More reading and sharing quips and lack of writing. If this was the day it dawned cloudy, it cleared up by the afternoon. And then as the evening light kicked in, I bundled up to go outside.
It was beautiful out. It would have been criminal not to. Except for Eric and Marijke, since they had been out and about the day before while I stayed in. For me, though, it was required.
I forewent the snowshoes provided by our host and then almost immediately regretted it as I post-holed my way over the shore of the lake. Once I was on the lake, things got better, and once I was on what appeared to be a road, presumably for snowmobiles, even better. No snowshoes required. I chose a direction and trudged along. We were on a remarkably narrow part of a rather large lake, and it was as easy to walk across as, say, walking to Norway across the Tena river. Instead, though, I walked south. I walked past tight, cozy little wooden cabins. The far shoreline was a gentle yellow-pink in the day’s last light. The word quaint comes to mind, and also tranquil. It was, yes, lovely.
But there’s always something. My adventure was cut shorter than what it would have been by one of what I see as one of my quirkier and, for me, more frustrating characteristics. My legs started to itch. I have an adulthood allergy in which I often itch when moving through a cold or cool medium. Long pants, short pants, dry climate, humid climate. I haven’t quite been able to figure it out. Walks that start out euphoric (like this one) end with me vowing to never subject myself to exercise again. I often take an antihistamine and it often, as was the case here, doesn’t work. So, my otherwise very pleasant walk turned into an attempt to refrain from roaring. I may have growled a bit. Regardless, when I got back, I was quite ready to be back, on the window seat, a blanket wrapped tightly around my legs, to which I said ‘Okay, now, chill the heck out, you’re safe and warm. You’ll get there.’ And thereupon ended my ambitions of snowbound athletic activities for the short remainder of the trip. (What a relief. I don’t have to look at beautiful things in the morning, and I don’t have to go outside.)

(Named object pointing entries)
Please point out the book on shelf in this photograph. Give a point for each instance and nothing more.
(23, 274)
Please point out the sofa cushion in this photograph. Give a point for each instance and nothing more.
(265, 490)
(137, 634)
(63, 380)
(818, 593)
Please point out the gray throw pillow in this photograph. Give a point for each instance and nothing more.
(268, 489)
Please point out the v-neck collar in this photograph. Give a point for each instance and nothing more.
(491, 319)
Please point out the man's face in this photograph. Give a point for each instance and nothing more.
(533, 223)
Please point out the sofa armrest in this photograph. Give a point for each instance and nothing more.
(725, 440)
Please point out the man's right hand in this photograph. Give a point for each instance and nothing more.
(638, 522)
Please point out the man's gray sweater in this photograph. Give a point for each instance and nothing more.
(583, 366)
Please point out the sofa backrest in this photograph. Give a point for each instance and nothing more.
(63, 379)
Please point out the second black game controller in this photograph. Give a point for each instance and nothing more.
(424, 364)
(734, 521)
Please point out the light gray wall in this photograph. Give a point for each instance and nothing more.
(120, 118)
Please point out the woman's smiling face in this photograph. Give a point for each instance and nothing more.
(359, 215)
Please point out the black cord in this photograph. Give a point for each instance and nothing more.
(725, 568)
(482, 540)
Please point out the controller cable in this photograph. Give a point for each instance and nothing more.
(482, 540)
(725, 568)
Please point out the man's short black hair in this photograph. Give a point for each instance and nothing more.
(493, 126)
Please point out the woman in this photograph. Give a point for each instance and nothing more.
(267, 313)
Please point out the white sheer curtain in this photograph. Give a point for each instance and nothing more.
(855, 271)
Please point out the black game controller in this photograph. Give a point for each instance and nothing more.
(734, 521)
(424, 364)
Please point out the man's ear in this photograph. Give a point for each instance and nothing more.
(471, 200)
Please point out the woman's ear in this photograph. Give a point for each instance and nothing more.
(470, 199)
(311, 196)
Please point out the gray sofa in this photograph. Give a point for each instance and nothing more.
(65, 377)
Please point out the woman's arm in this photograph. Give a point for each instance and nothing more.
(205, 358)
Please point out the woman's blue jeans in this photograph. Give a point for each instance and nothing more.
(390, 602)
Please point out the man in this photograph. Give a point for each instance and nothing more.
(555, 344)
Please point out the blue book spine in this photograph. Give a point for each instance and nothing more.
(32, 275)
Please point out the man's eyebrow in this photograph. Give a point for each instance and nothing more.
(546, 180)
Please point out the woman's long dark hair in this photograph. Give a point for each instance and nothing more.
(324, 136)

GIVEN INSTRUCTION 1 | In the winter walk passage, what did the narrator decide to skip even though the host had provided it?
GIVEN INSTRUCTION 2 | Turn the records into a numbered list, starting at the line that contains "Please point out the woman's long" and continuing to the last line of the records, with blank lines left out.

CORRECT OUTPUT 1 | The snowshoes.

CORRECT OUTPUT 2 |
1. Please point out the woman's long dark hair in this photograph. Give a point for each instance and nothing more.
2. (324, 136)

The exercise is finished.